Rewrite all of the material below as a JSON list of strings, with one string for each line and any blank lines left out.

▸ **TASK INPUT**

★ ★ ★ ★ ★

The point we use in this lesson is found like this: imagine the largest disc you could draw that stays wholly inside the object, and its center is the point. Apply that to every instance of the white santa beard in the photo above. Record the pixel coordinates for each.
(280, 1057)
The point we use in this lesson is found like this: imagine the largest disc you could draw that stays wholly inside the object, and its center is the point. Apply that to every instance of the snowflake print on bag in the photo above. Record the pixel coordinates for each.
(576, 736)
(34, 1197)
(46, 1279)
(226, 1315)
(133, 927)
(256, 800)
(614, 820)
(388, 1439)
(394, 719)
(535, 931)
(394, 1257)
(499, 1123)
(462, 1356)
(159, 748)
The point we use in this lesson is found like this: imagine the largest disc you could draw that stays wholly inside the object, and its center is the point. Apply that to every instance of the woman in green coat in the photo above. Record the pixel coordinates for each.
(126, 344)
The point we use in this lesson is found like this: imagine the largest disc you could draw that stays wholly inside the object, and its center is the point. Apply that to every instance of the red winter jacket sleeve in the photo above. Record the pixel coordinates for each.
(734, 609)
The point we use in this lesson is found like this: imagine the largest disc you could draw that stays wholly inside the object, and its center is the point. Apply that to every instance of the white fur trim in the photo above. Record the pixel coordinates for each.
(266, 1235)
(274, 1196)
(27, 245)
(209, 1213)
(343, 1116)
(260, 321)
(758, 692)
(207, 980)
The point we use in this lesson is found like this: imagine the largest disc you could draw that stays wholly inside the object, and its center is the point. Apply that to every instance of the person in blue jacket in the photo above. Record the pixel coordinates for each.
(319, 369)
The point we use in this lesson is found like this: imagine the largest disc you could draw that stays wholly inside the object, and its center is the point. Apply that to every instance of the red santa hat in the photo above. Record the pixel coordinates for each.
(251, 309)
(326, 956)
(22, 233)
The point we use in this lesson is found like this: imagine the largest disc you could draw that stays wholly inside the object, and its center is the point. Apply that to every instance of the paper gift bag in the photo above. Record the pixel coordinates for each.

★ ★ ★ ★ ★

▸ **SOLVED EXERCISE**
[
  "The point we use in this lesson is found like this: imagine the largest disc you could draw that stays wholly inside the object, and its center is the point. Apply that to every instance of the white santa beard in the photo above. Record the pixel coordinates for each.",
  "(280, 1057)",
  "The point we use in this lesson is found like this: imagine the largest disc you could draw that stays wholly inside the object, and its center is the point. Apply that to every instance of the snowflake print on bag in the photo above. Record the pixel coordinates for each.",
  "(576, 736)",
  "(34, 1197)",
  "(46, 1279)",
  "(226, 1315)",
  "(133, 927)",
  "(256, 800)",
  "(614, 820)",
  "(388, 1439)",
  "(394, 719)",
  "(535, 931)",
  "(394, 1257)",
  "(499, 1123)",
  "(462, 1356)",
  "(159, 748)",
  "The point we use in this lesson is found like this: imagine the largest disc you could draw that stays wholly inside the object, and its center is the point. Apply that to every instance of the woman in green coat in the photo above. Record the pixel coordinates for each.",
  "(126, 344)",
  "The point we use in this lesson is found like this: imagine the largest disc you could draw that stays wholly inside the object, and its center is the point. Apply that to every instance of the red winter jacket sleeve in the photo above. Record the pixel coordinates for each.",
  "(734, 609)",
  "The point we use in this lesson is found like this: imagine the largest disc you could draw that stays wholly inside the object, and its center is the point. Apply that to every instance of the white fur trim in the photo above. Record the pixel coordinates for each.",
  "(266, 1235)",
  "(274, 1196)",
  "(27, 245)",
  "(209, 1213)",
  "(343, 1116)",
  "(260, 321)",
  "(758, 692)",
  "(207, 980)",
  "The point we use in this lesson is found like this: imagine the largest disc you could draw that stays wholly inside the object, and its center is the point. Apply that to every instance of the person in blue jacket in the photo above. Record the pixel coordinates for each.",
  "(319, 369)",
  "The point we use in this lesson is found like this: imagine the largest disc you could draw that stays wholly inside the object, and its center is the point. Apply that to every instance of the red santa hat in the photo above. Record the pixel coordinates for each.",
  "(251, 309)",
  "(326, 956)",
  "(22, 233)",
  "The point we use in this lesson is found like this: imagine the largest disc you could draw that stays wholly inside the object, and its center is the point. Apply that to every instance of the paper gift bag in the photo above. Record the pixel coordinates for each."
]